## Material provided:
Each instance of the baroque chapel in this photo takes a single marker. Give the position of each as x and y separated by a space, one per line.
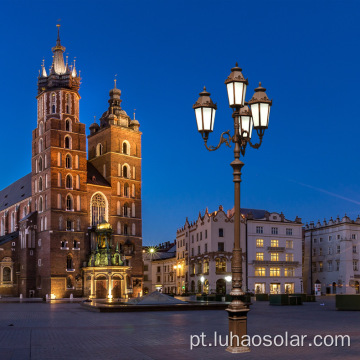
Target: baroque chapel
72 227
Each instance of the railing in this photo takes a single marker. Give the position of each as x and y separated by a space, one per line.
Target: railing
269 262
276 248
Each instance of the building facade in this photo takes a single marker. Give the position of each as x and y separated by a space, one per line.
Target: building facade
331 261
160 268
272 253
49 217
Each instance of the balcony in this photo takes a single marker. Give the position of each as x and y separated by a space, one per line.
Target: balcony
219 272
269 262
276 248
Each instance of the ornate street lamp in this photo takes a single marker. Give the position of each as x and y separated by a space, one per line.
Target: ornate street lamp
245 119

--

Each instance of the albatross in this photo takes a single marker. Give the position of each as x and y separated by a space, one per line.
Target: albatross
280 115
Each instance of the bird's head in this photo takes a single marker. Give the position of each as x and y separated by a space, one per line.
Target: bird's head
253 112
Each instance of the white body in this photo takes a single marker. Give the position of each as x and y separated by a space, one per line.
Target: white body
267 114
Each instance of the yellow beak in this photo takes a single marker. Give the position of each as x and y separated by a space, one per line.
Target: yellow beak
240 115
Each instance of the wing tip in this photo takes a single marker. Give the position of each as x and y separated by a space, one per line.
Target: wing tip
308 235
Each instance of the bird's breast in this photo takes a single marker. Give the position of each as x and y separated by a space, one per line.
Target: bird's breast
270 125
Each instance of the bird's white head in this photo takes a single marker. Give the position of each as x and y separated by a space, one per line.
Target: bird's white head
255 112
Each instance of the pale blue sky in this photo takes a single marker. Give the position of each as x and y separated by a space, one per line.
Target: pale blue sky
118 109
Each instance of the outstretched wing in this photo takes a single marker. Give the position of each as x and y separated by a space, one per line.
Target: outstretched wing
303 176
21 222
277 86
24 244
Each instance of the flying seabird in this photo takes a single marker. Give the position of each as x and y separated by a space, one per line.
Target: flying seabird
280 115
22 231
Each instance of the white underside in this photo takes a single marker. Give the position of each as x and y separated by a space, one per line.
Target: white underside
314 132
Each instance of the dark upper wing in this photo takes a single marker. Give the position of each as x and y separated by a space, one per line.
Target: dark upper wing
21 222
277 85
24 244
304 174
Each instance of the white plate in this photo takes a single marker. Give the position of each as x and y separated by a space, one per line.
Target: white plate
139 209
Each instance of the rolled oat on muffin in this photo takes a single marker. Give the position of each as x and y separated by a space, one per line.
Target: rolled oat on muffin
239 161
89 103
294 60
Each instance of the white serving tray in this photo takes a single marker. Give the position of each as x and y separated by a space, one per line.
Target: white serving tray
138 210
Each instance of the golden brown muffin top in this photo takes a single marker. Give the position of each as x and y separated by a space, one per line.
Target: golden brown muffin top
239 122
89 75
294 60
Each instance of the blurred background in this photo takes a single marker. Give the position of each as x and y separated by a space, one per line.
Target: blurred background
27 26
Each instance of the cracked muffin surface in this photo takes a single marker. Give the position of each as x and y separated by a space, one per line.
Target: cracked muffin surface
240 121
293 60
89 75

---

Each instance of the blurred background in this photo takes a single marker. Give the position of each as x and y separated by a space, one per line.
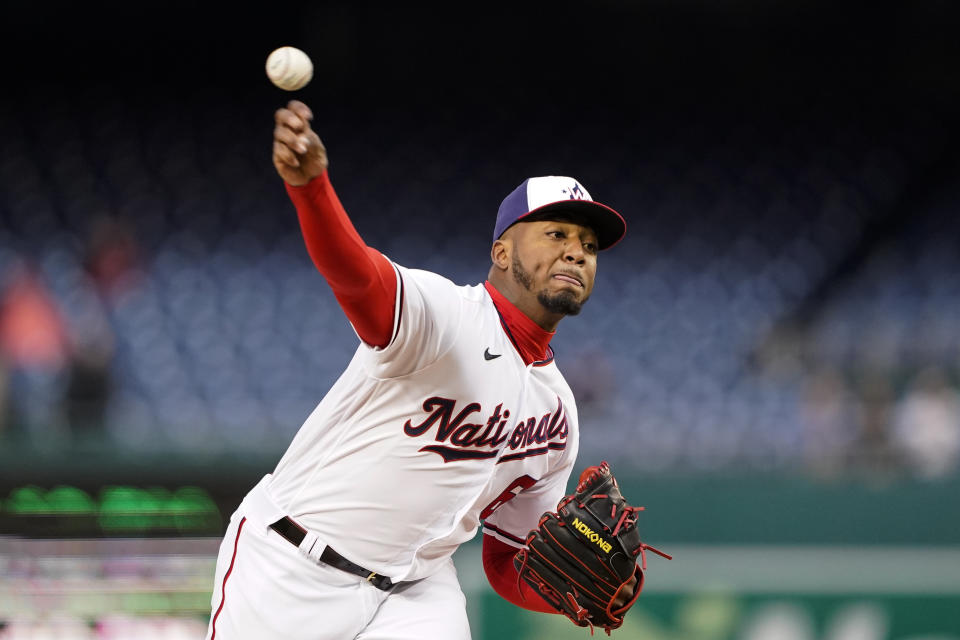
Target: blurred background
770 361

## Exercise instructions:
Return each line of the items above that contains the word "white", matching case exactly.

## The output:
Each instance of the white body in this photo takes a single marker. Give the position of each as x and y separated by a space, one per line.
Target: white body
Each instance of the bird's white head in this photo takes a single marker. Give the position of each as x and y separated by a space, one per line.
Target: bird's white head
Each instance of the white underside in this photo takes a single marker. Give the position of each as x and y separated by a space, one per line.
Target: white underside
Each instance of the white plate in this photo takes a single marker. Give the position of each as x and y separated by a space, one per line.
Target: white plate
Each instance of the white serving tray in this photo takes a single marker. Give the position of each as x and y separated by a space, one per line.
Target: white serving tray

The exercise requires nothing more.